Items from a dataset

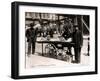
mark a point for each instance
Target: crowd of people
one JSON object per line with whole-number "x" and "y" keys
{"x": 66, "y": 29}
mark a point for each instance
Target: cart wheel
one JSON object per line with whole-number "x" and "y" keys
{"x": 50, "y": 50}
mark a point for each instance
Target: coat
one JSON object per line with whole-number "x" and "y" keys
{"x": 31, "y": 35}
{"x": 77, "y": 38}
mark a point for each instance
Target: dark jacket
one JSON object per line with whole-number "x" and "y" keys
{"x": 77, "y": 38}
{"x": 31, "y": 34}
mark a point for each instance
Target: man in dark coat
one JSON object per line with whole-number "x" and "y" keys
{"x": 31, "y": 39}
{"x": 77, "y": 40}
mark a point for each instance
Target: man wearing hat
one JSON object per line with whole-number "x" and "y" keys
{"x": 77, "y": 40}
{"x": 31, "y": 38}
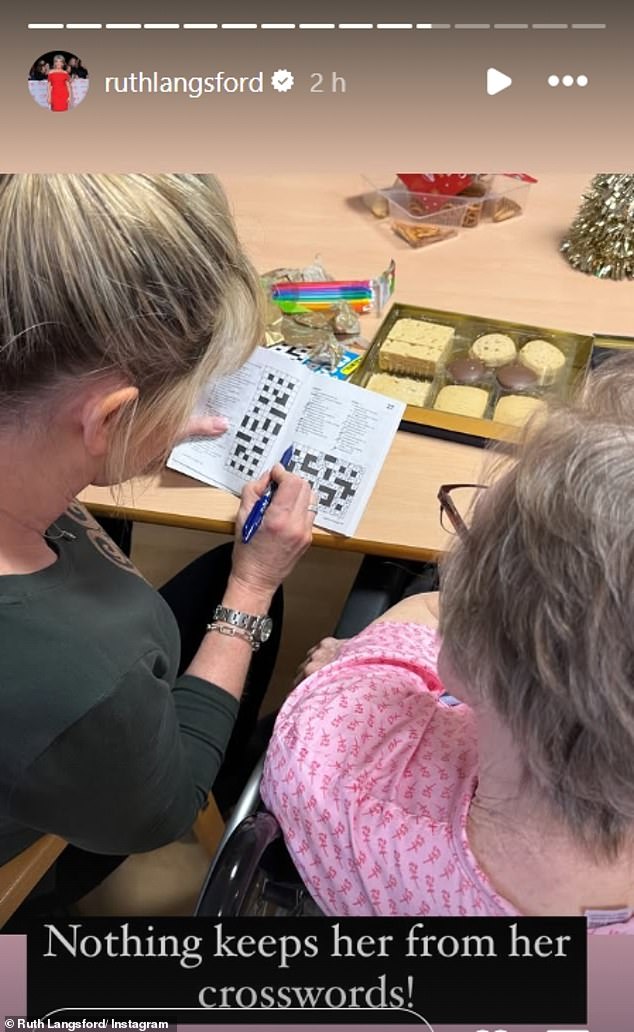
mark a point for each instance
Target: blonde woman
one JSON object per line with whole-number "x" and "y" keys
{"x": 120, "y": 296}
{"x": 60, "y": 87}
{"x": 520, "y": 799}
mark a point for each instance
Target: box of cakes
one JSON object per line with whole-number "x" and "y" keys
{"x": 470, "y": 378}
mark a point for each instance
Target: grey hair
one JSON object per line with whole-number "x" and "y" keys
{"x": 537, "y": 610}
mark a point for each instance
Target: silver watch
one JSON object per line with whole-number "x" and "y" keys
{"x": 258, "y": 627}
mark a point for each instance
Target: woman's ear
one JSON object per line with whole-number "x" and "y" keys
{"x": 99, "y": 416}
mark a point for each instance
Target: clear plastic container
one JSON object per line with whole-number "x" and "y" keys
{"x": 492, "y": 197}
{"x": 420, "y": 224}
{"x": 505, "y": 198}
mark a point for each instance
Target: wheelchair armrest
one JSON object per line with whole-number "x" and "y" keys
{"x": 232, "y": 872}
{"x": 379, "y": 584}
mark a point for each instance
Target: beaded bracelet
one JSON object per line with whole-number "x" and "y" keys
{"x": 230, "y": 632}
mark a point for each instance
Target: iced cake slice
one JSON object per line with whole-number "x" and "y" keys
{"x": 403, "y": 388}
{"x": 463, "y": 400}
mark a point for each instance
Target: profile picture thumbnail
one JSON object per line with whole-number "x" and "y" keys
{"x": 58, "y": 81}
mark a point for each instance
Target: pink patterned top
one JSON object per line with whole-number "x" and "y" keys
{"x": 371, "y": 778}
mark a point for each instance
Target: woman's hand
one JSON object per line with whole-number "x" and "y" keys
{"x": 320, "y": 655}
{"x": 265, "y": 561}
{"x": 203, "y": 426}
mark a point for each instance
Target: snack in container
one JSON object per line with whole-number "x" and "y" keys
{"x": 514, "y": 410}
{"x": 544, "y": 359}
{"x": 463, "y": 400}
{"x": 494, "y": 349}
{"x": 516, "y": 377}
{"x": 403, "y": 388}
{"x": 467, "y": 369}
{"x": 414, "y": 347}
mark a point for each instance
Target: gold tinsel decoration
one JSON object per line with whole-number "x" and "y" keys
{"x": 601, "y": 238}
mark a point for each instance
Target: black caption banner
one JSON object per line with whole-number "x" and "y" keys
{"x": 315, "y": 970}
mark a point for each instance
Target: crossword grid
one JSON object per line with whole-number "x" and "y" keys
{"x": 335, "y": 480}
{"x": 261, "y": 424}
{"x": 281, "y": 26}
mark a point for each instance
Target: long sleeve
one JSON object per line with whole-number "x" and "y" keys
{"x": 132, "y": 772}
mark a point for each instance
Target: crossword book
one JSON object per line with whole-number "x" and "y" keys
{"x": 340, "y": 434}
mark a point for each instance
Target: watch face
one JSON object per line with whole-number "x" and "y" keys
{"x": 265, "y": 629}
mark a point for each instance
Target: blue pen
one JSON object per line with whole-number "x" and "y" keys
{"x": 256, "y": 515}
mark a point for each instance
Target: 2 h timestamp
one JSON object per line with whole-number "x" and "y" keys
{"x": 328, "y": 82}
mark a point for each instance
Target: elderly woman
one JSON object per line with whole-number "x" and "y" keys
{"x": 520, "y": 799}
{"x": 120, "y": 297}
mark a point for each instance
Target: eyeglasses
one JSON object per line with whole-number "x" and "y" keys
{"x": 454, "y": 497}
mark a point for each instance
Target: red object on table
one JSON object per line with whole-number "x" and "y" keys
{"x": 447, "y": 184}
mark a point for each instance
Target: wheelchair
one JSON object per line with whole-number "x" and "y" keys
{"x": 252, "y": 873}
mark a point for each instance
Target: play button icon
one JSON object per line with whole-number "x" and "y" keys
{"x": 497, "y": 82}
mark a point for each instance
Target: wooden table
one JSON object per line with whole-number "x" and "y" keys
{"x": 512, "y": 270}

### ASSIGNMENT
Determine the number of lines in the entries that hold "crossword". Reply with that number only.

### ANSWER SECTION
2